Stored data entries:
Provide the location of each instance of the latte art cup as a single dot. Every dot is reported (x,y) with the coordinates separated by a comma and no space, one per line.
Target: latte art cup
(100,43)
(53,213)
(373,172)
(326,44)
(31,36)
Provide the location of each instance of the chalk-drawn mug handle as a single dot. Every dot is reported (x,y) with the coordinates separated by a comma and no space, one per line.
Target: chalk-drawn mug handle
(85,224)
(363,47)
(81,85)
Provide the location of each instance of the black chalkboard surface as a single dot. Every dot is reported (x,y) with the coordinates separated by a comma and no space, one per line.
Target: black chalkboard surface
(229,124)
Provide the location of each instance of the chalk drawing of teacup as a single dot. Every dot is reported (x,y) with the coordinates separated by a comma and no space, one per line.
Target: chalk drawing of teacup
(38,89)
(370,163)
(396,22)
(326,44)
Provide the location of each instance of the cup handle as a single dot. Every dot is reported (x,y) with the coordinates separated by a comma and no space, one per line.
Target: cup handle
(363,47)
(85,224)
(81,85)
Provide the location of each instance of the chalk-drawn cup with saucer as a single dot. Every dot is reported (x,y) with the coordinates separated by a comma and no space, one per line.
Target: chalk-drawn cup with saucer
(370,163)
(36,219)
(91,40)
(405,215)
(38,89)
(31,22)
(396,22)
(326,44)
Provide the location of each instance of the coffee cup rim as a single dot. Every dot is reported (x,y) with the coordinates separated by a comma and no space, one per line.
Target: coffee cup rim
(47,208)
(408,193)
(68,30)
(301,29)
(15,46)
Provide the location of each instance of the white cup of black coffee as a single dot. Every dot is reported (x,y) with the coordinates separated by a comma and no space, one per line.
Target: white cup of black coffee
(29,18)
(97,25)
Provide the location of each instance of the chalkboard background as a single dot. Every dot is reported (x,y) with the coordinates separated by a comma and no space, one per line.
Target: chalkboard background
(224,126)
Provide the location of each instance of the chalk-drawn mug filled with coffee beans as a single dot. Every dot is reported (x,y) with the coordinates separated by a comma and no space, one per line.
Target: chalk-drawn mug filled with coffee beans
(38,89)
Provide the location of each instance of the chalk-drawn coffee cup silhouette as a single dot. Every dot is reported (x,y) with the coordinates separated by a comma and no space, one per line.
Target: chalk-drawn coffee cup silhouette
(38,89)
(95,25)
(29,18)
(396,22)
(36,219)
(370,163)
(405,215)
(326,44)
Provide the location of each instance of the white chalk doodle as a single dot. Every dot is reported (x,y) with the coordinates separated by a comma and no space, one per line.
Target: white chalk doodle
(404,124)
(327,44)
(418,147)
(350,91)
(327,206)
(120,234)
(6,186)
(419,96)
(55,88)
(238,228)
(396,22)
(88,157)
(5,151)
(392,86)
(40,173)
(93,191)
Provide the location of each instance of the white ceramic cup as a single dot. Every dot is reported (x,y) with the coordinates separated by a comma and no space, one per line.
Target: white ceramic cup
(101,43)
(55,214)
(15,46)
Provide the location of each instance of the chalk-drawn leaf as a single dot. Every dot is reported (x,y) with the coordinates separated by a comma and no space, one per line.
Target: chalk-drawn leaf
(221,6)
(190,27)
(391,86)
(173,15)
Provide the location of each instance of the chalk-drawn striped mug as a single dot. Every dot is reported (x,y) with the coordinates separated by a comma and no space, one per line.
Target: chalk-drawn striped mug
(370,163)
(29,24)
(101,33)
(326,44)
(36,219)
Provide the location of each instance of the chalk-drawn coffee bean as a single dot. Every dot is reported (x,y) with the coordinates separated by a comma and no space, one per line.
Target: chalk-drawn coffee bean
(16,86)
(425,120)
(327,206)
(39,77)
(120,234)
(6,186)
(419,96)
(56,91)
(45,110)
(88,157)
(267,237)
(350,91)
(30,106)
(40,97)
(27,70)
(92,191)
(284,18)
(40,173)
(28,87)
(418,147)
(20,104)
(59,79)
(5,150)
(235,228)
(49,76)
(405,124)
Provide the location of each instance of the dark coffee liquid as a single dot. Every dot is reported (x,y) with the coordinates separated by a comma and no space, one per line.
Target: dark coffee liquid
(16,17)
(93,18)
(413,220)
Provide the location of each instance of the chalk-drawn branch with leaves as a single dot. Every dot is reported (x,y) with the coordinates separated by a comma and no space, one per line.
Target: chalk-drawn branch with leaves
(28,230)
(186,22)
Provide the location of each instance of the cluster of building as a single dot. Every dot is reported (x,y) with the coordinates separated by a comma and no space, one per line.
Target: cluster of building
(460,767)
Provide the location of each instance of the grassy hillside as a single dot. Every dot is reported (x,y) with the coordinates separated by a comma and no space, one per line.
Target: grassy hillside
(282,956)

Requirement: Set the data down once more, exactly as it stands.

Exercise solution:
Provide the location of each instance of the latte art cup as a single dot. Every dot is reported (x,y) with the coordinates separated by a comma and no space, one per line.
Target: latte art cup
(100,43)
(53,213)
(373,172)
(326,44)
(31,36)
Provide the location of each instance of the chalk-drawn mug handle as a single dot. Every dot is reported (x,y) with the coordinates separated by a comma and no space, one per line.
Target: chalk-drawn mug handle
(85,224)
(363,47)
(81,85)
Provide the location of each instance of the black chalkboard surface as a single dot. Every dot is reported (x,y) with the coordinates separated by a comma and no space, one per line.
Target: black chalkboard surface
(229,124)
Provide the location of each instance of the chalk drawing of teacup as a single dot. Every dot is reported (x,y) with the coordinates separated by a comma and no space, one per line.
Target: chalk drawing of teacup
(38,89)
(370,163)
(396,22)
(326,44)
Provide the location of each instance of the cup handle as a single dot. Every dot is reported (x,y) with the coordinates separated by a comma and no space, one per line.
Target: cup handle
(363,47)
(85,224)
(81,85)
Provide the location of each instance of the chalk-drawn cup with saucer as a single dot. Every dot is reported (x,y) with the coordinates separated by a comma and no space, one per line.
Target: chalk-drawn cup with saucer
(370,163)
(36,219)
(91,40)
(405,215)
(38,89)
(31,22)
(396,22)
(326,44)
Provide the location of each instance of the coffee cup rim as a single dot. Every dot is reported (x,y) with the coordinates separated by a comma and no space, one per line.
Target: coffee cup rim
(47,208)
(408,193)
(68,30)
(301,29)
(15,46)
Provide the location of each instance of the white cup of black coffee as a single dot. Every dot is reported (x,y) with the coordinates separated by a comma and no space, one per line.
Target: white cup of black coffee
(29,18)
(97,25)
Provide the location of each instance of the chalkboard background as a single dot. Every dot is reported (x,y) with the coordinates separated by a comma and no space, one per line.
Target: chalkboard background
(224,126)
Provide the location of each instance of the chalk-drawn mug filled with coffee beans as a single dot. Every dot is reported (x,y) with the coordinates separated by a comma and no space, one per line.
Target: chalk-drawn mug filled with coffee beans
(38,89)
Provide the location of each instance of the chalk-drawn coffee cup silhouette as a single dot. Every dot is reported (x,y) with the coordinates separated by a comma and no space, one per line.
Target: chalk-drawn coffee cup silhouette
(38,89)
(95,25)
(29,18)
(396,22)
(36,219)
(370,163)
(405,215)
(326,44)
Provide the location of each instance of the white chalk doodle as a single dot. Every dot is reported (x,y) with the coordinates separated by a comma and no space, one per line.
Target: white chalk doodle
(404,124)
(327,44)
(418,147)
(350,91)
(327,206)
(120,234)
(6,186)
(419,96)
(55,88)
(238,228)
(396,22)
(88,157)
(5,151)
(392,86)
(40,173)
(93,191)
Provide the location of each instance of the white ceramic cup as a single dot. Every dot is reported (x,y) with the coordinates separated by a comma and no space, one per line.
Target: white ceramic cup
(101,43)
(55,214)
(15,46)
Provide the location of each instance of the chalk-drawn leaf as a single dot. Every dot is reported (x,y) with the coordinates separated by a comma and no space, one per line.
Target: chalk-drawn leaf
(221,6)
(190,27)
(391,86)
(173,15)
Provide the location of each instance of the chalk-drawn striped mug as a single dot. Every dot is reported (x,y) with the coordinates separated by a comma and no space, one per line.
Target: chalk-drawn striped mug
(370,163)
(29,24)
(101,33)
(326,44)
(36,219)
Provide the location of each instance of the chalk-drawn coffee bean as a single dot. Every dot is reported (x,y) with the coordinates separated by a comma and no space, one per line.
Target: chalk-drawn coffee bean
(16,86)
(425,120)
(327,206)
(39,77)
(120,234)
(6,186)
(419,96)
(56,91)
(45,110)
(88,157)
(267,237)
(350,91)
(30,106)
(40,97)
(27,70)
(92,191)
(284,18)
(40,173)
(28,87)
(418,147)
(20,104)
(59,79)
(5,150)
(235,228)
(49,76)
(405,124)
Provide the location of each instance of the dark coffee liquid as a single dot. Every dot is reported (x,y) with the coordinates separated by a comma and no space, one per line.
Target: dark coffee liquid
(16,17)
(93,18)
(413,220)
Provide the location of each instance of the chalk-drawn branch with leaves as a single dot. Every dot is reported (x,y) with the coordinates separated by a comma and no space, one per line.
Target: chalk-drawn branch with leaves
(28,230)
(186,22)
Provide the location of each instance of the cluster of building as a single dot. Every dot is reported (x,y) with the coordinates separated by a comma and no space, one per line.
Target: cluster of building
(460,767)
Provide the location of each instance of the grassy hillside as a single dot. Every dot is reported (x,y) with the coordinates separated by a comma and no space, one per line.
Target: grassy hillside
(282,956)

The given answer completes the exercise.